STUDY MATERIAL Block Start

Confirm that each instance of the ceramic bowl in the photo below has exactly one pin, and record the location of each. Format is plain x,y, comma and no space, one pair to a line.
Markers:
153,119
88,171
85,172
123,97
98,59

STUDY MATERIAL Block End

WORK TO BE COMPLETED —
Make a verbatim transcription of all the material.

SOLUTION —
Confirm that each instance of the ceramic bowl in the photo below has exactly one pin, and record the location of each. Format is plain x,y, comma and no space, one pair to a line.
Markers:
153,119
88,171
85,172
123,97
98,59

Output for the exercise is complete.